_EXERCISE INSTRUCTIONS_
In the listing beneath this line, copy exactly the lines starting with the one containing "Please spot the asphalt" and going on through the one containing "Please spot the city".

_DATA LISTING_
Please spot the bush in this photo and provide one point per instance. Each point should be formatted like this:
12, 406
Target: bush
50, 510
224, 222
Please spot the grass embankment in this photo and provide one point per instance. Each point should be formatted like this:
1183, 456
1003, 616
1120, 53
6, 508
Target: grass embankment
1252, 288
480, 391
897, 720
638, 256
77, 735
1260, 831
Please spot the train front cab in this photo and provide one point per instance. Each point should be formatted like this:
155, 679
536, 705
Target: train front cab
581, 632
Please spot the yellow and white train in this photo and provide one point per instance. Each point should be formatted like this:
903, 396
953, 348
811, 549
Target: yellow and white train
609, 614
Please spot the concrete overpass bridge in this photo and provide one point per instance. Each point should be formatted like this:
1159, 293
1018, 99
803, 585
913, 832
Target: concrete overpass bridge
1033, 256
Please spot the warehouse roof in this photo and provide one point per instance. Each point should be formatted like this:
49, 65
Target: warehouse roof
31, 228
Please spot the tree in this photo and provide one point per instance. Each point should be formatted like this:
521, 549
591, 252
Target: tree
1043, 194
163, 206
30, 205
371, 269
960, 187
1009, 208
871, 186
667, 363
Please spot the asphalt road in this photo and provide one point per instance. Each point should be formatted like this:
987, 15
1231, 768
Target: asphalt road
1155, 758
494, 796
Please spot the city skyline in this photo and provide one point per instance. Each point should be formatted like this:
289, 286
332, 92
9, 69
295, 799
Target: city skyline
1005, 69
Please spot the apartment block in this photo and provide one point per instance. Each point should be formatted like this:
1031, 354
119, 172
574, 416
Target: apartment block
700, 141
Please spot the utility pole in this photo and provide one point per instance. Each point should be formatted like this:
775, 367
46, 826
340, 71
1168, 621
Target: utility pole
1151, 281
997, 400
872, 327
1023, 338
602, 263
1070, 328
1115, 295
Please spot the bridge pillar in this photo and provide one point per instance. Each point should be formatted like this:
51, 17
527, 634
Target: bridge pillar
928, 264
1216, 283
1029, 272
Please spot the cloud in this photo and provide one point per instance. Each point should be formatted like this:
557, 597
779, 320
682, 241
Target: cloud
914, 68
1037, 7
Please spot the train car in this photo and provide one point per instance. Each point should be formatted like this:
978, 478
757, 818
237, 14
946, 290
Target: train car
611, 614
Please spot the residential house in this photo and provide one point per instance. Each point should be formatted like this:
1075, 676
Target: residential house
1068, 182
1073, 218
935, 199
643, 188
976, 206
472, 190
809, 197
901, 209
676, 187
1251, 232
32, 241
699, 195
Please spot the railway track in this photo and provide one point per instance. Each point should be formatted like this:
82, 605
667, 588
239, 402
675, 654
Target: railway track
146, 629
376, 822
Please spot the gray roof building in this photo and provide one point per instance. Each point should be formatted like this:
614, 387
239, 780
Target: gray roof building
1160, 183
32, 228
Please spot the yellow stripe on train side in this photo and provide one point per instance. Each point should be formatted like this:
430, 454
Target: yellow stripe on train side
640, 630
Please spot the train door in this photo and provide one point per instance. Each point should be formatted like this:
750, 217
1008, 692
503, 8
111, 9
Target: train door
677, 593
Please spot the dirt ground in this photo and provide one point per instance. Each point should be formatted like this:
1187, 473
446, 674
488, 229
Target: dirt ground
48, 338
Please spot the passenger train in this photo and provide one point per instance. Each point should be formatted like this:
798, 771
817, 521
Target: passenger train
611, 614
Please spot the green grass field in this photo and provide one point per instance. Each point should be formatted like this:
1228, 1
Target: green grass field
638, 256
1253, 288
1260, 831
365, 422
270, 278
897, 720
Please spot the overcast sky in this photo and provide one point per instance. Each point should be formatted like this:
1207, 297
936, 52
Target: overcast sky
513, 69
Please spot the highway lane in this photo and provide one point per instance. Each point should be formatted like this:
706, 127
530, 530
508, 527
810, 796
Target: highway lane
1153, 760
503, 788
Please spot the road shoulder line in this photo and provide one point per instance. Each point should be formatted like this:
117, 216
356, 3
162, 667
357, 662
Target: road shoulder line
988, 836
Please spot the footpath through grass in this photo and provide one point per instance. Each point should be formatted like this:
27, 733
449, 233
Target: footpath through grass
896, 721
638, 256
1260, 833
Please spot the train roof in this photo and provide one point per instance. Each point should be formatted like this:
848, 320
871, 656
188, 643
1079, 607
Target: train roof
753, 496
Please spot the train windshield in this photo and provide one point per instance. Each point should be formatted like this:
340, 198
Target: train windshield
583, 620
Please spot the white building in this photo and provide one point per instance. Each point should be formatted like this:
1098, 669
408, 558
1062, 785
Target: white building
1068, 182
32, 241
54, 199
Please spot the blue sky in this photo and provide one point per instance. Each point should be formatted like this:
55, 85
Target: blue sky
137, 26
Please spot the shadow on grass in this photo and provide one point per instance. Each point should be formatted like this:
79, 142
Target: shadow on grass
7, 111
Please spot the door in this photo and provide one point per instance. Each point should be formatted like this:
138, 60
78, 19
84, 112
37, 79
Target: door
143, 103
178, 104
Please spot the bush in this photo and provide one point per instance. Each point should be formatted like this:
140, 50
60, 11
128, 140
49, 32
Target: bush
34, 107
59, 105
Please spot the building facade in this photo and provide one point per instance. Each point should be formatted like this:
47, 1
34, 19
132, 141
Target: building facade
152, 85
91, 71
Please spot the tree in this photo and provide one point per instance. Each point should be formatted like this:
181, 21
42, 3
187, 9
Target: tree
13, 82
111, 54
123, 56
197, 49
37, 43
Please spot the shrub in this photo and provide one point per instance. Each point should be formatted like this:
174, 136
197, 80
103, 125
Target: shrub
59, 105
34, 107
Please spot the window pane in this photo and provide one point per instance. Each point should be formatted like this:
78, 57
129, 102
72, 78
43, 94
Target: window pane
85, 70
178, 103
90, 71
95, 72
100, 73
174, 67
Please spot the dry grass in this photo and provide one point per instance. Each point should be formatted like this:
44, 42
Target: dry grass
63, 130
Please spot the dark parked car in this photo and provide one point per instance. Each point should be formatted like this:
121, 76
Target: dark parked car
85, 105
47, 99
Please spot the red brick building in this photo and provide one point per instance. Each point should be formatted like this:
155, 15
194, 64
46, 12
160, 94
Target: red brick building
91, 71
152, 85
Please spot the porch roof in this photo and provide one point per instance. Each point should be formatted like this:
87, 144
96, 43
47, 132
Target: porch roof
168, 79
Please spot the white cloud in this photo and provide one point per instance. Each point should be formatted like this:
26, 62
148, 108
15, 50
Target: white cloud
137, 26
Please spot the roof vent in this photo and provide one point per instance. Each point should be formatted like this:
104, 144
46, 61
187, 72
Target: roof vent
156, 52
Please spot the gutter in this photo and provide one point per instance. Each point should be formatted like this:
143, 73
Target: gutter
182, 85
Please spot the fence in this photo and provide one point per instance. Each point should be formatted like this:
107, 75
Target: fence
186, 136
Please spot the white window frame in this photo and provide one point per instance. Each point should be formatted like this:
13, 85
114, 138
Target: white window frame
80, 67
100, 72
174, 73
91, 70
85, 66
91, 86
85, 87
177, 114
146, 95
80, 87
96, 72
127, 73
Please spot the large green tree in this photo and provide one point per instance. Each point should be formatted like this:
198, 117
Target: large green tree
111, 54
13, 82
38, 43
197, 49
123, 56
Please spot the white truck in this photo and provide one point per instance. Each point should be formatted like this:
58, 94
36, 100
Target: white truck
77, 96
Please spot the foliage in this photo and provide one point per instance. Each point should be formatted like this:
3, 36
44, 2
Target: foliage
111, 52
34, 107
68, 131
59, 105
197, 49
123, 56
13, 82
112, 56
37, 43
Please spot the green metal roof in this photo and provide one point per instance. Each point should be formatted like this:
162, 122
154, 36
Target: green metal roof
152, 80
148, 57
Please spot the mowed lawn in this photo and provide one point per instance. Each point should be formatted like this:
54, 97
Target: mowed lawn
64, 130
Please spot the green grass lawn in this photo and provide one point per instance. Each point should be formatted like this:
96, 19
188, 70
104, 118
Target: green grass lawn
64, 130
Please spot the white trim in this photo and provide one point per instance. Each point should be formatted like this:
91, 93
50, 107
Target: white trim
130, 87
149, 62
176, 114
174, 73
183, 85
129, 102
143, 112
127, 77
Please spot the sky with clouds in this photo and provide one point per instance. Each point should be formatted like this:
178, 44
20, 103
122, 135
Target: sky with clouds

_ANSWER BOX_
Please spot the asphalt road in this photo and provide one point per instance. Each point should be formatted like this:
987, 15
1231, 768
Target: asphalt road
1155, 758
494, 796
Please spot the city skyline in this photo and provide one point per instance. Each point should be formatted like this:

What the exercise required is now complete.